[Coordinate labeling data]
# # #

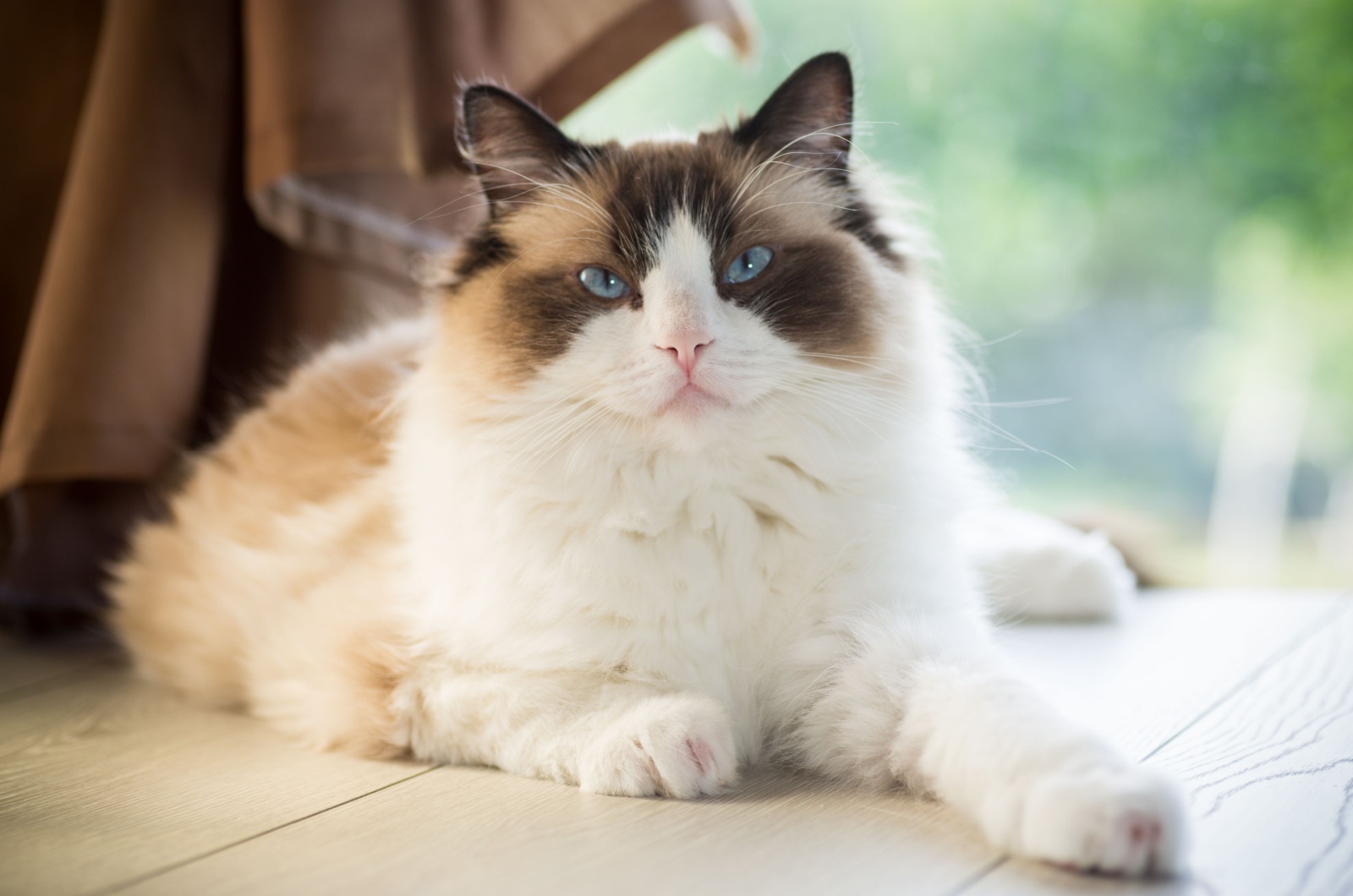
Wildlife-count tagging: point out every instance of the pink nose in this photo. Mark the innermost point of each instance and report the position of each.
(685, 347)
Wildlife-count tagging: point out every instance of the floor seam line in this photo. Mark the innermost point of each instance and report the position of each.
(978, 877)
(173, 866)
(1341, 605)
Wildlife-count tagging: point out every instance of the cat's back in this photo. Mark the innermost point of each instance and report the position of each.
(267, 517)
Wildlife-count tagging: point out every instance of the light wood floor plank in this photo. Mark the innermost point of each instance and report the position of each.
(1141, 680)
(106, 779)
(480, 831)
(475, 830)
(1269, 773)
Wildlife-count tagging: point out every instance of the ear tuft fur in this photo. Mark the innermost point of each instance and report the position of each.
(512, 146)
(808, 119)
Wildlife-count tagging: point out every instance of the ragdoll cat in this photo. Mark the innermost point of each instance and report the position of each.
(665, 482)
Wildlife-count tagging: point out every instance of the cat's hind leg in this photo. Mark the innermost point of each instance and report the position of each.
(1037, 567)
(602, 734)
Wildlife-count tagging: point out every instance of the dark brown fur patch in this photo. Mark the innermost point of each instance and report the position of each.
(742, 187)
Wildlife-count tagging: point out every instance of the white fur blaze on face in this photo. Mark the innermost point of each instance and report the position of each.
(683, 314)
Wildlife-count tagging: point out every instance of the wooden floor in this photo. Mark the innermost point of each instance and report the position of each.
(110, 785)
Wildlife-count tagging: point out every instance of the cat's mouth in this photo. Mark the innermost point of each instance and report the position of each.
(692, 400)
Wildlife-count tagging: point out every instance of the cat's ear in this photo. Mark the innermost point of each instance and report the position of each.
(512, 146)
(808, 119)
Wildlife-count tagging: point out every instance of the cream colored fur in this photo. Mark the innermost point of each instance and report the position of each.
(602, 573)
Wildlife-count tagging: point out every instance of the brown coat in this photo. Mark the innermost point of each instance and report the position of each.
(160, 295)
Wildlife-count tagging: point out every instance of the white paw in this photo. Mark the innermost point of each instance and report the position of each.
(680, 745)
(1035, 567)
(1107, 821)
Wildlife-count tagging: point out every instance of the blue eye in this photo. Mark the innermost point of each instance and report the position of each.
(748, 265)
(602, 283)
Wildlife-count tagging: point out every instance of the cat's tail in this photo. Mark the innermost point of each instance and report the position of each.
(1038, 569)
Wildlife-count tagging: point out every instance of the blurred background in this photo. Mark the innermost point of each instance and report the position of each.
(1145, 214)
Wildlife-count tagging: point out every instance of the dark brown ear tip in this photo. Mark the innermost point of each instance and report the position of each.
(834, 63)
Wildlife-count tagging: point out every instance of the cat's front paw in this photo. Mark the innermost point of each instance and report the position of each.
(673, 745)
(1127, 821)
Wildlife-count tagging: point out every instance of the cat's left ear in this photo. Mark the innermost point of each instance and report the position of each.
(808, 119)
(512, 146)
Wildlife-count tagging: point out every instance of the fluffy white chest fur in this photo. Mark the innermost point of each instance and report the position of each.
(670, 477)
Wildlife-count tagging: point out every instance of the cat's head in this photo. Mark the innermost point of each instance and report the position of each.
(676, 285)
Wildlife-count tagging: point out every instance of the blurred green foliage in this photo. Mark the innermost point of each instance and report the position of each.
(1131, 199)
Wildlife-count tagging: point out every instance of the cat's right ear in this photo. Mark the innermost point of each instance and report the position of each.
(512, 146)
(808, 121)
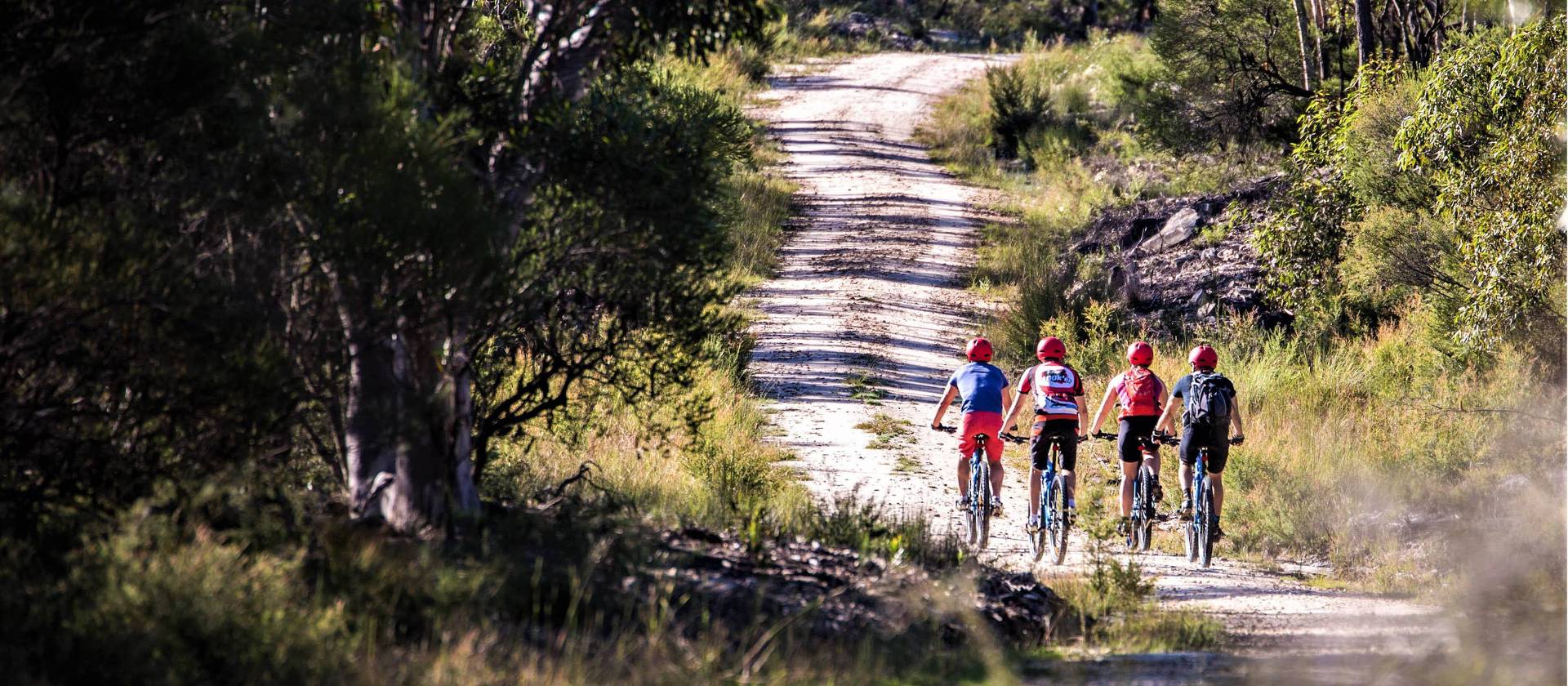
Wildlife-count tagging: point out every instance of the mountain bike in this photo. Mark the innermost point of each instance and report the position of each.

# # #

**WHAT IS BEING ASKED**
Reproduce every one of the records above word for word, leaving the pictures out of your answer.

**RESPONSE TO THE EXERCISE**
Wildlife-count tagging: point out every instance of the pink nose in this photo. Mark the innermost point of each instance and report the position of each.
(685, 347)
Wildlife-count tagging: point out every instance of the floor seam line in this photo. Mark the innermost point of each instance and report the position of each.
(978, 877)
(173, 866)
(1341, 605)
Wildlife-count tagging: point out every instance of the cat's back in this photo. Mark the innermost point of each instance and report the position of each.
(267, 517)
Wildlife-count tagging: point out every instance of the light wood floor plank in this photo. Mark the innermost point of each instance and report the position of each.
(1141, 680)
(106, 779)
(480, 831)
(475, 830)
(1269, 773)
Wildlife-count tagging: point out every instance of the ear tuft fur in this photo. Mark the innermost point of each instance and report the position of each.
(512, 146)
(808, 119)
Wildlife-count tagging: point out every instance of the ragdoll cat in this photo. Mark the innermost point of each instance and report the position of each.
(665, 482)
Wildlife-count tagging: point out every instance of the cat's hind leg in this photo. Mark the innermost point of each instance and report the position of each.
(1037, 567)
(602, 734)
Wildlife-count tagging: point out every instance of the dark brown fur patch in this photo. Mark the innermost point of each instance and report the position of each.
(742, 187)
Wildlife-count tagging: point out every instance of the white fur blaze on face in this photo. Mark the innermost point of each instance and report the position of each.
(683, 314)
Wildlife-count tagging: point out every instance of the wooden floor in this photo. Mark the innermost point of each instance and report the position of each.
(110, 785)
Wildlife-count tagging: point out every instance of the cat's mouth in this photo. Mark the innermost point of each instance and report the position of each.
(692, 400)
Wildlife-count tagging: point out every instance of the cat's ear in this photo. Mark the innermost point of each instance and report the position of each.
(512, 146)
(808, 119)
Wildlife-count tagging: point out every instance of the cream colored fur in this photo. Mark the innermost point of each instance and report the position of each.
(602, 573)
Wildlife-count tagging: point out every instance of the brown coat in this photo. Mark the innermost point of each instance and report the position of each.
(160, 295)
Wildlife-count tagging: point out every instance of the white paw in this photo. Mark the innermost point of each instance and report the position of each.
(680, 745)
(1035, 567)
(1107, 821)
Wildlife-count tagging: point out every instance of the blue eye in this photo. Mark the innermost point of each instance and report the position of each.
(748, 265)
(602, 283)
Wildlife-count tagging: point out every instance of the cat's tail in this photo. Mark the innermost point of each instance and report the position of each.
(1038, 569)
Wildlife-count tagging: point out every instance of the blurred background in this photo. Mark the innermost point of each instance and report the position of each.
(1145, 214)
Wildlife-count tagging: point out every instance of the dark brown ear tip in this photo. Mark the innermost point of each instance and report the position of each.
(834, 63)
Wildlife-count tagging: point out every instance of the cat's front paw in this photo. Mark the innermost point of each instance and report the position of each.
(673, 745)
(1127, 821)
Wildlife-count tagging: point out every instance of the cat's left ear in this photo. Mark the innermost point of each instance and report the position of each.
(808, 119)
(512, 146)
Wildlife-count tagging: point out every instance of the fluffy white chest fur in this photo. Mark the innermost point of each instance and report the position of each.
(670, 477)
Wildlife-count tagging: point out every instance of the cat's head in this photo. Mark the innermost point of each instance and report the position of each.
(676, 285)
Wildlife-count tagging: point out every instance of the blurred green foliage in this photo. Mark the innermost point of each instance and report the position of each.
(1131, 199)
Wildlife-count tagging: point out every instance of the cat's right ear in this photo. Mark the innermost point of each instance and report the position of each.
(512, 146)
(808, 121)
Wildlife-count tagging: point out every instance of the mountain bike in this photo. Mark the innermost point of each instance and report the position of each.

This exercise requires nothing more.